Please give every line of the entries below as a JSON list of strings, one string per line, with blank lines skipped and the pictures left out.

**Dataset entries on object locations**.
┄┄┄┄┄┄┄┄┄┄

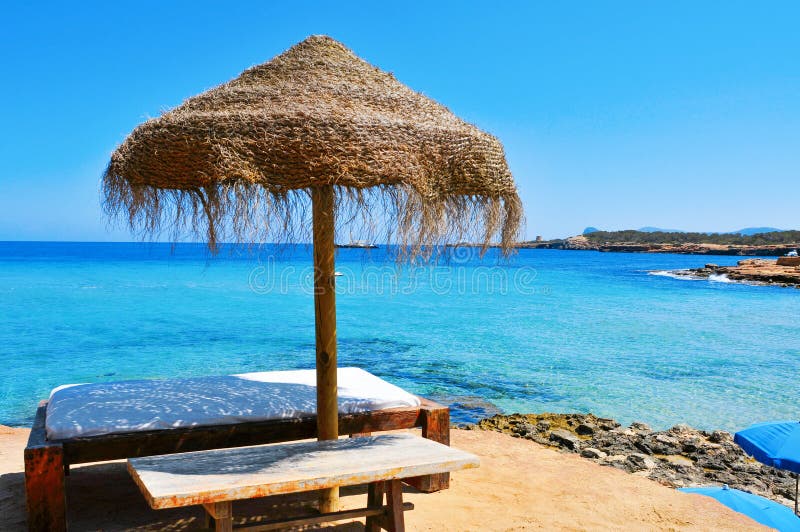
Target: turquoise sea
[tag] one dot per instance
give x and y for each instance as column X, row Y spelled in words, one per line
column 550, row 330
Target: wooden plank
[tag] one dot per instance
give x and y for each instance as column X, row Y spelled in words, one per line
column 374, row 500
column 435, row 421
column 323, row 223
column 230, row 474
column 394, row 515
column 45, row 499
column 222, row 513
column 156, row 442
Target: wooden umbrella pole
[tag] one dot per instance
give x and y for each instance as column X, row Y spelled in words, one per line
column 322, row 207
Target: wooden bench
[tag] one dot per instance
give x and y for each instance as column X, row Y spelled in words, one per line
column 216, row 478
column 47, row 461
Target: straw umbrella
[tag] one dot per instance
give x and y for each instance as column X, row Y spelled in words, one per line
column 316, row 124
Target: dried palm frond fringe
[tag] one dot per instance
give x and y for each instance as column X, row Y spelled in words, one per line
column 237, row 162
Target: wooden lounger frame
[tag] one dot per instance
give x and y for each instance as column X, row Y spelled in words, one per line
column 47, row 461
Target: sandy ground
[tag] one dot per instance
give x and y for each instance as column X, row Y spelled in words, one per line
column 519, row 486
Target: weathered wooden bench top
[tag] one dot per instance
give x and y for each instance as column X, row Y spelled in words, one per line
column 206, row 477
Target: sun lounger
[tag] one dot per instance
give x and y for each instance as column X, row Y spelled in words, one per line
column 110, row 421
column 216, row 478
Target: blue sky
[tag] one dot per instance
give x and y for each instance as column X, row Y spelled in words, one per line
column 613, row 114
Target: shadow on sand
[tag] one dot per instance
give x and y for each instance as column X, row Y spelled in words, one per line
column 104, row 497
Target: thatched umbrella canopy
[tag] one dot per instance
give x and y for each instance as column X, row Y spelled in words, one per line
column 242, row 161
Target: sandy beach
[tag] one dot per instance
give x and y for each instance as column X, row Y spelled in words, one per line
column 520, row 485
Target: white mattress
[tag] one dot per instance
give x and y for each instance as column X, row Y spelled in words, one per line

┄┄┄┄┄┄┄┄┄┄

**CORRECT ANSWER**.
[
  "Target: turquoise sea",
  "[tag] one dot per instance",
  "give x and y for each instance as column X, row Y spelled in words, one per line",
  "column 550, row 330",
  "Target: wooden plank",
  "[tag] one dot per instance",
  "give x and y for each instance as column X, row Y spelled in words, one per line",
  "column 374, row 500",
  "column 435, row 421",
  "column 323, row 223",
  "column 230, row 474",
  "column 394, row 515",
  "column 45, row 499",
  "column 222, row 513",
  "column 156, row 442",
  "Target: wooden umbrella pole",
  "[tag] one dot per instance",
  "give x and y for each instance as column X, row Y spelled in words, one per line",
  "column 322, row 207",
  "Target: wooden bench",
  "[tag] one dot per instance",
  "give x and y for each instance as column X, row Y spelled in words, one per line",
  "column 216, row 478",
  "column 47, row 461",
  "Target: straw umbrella",
  "[tag] one dot per instance",
  "give x and y for each instance as column X, row Y spelled in words, one per line",
  "column 316, row 124",
  "Target: dried palm frond fringe",
  "[tag] one dot per instance",
  "give x and y for each instance as column X, row Y spelled in words, one per line",
  "column 237, row 162",
  "Target: wooden lounger frame",
  "[tag] one dot per instance",
  "give x and y for each instance as column X, row Y spelled in words, one per line",
  "column 47, row 461",
  "Target: sandy ground",
  "[tag] one dot per instance",
  "give x and y for each instance as column X, row Y spelled in words, one per line",
  "column 519, row 486",
  "Target: weathered wooden bench top",
  "[tag] one dot per instance",
  "give x and y for each instance as column X, row Y spelled in words, one per line",
  "column 206, row 477",
  "Target: sun lounger",
  "[tag] one dot per instance",
  "give x and y for each instance as column X, row Y spelled in words, one per line",
  "column 110, row 421",
  "column 216, row 478",
  "Target: blue sky",
  "[tag] one dot per instance",
  "give x and y for each instance as column X, row Y spelled in words, one per line",
  "column 613, row 114",
  "Target: shadow on sand",
  "[tag] one dot per instance",
  "give x and y for each instance as column X, row Y spelled in words, one per line",
  "column 104, row 497",
  "Target: thatched umbrella canopy",
  "[tag] one dot per instance",
  "give x and y for each instance as column X, row Y spelled in words, one per line",
  "column 242, row 161",
  "Target: sandy beach",
  "[tag] one dot per instance",
  "give x and y for each instance as column X, row Y spelled in words, one per line",
  "column 520, row 485",
  "Target: white mattress",
  "[tag] one dot per instance",
  "give x and y for each instance as column X, row Y spelled in words, one per line"
]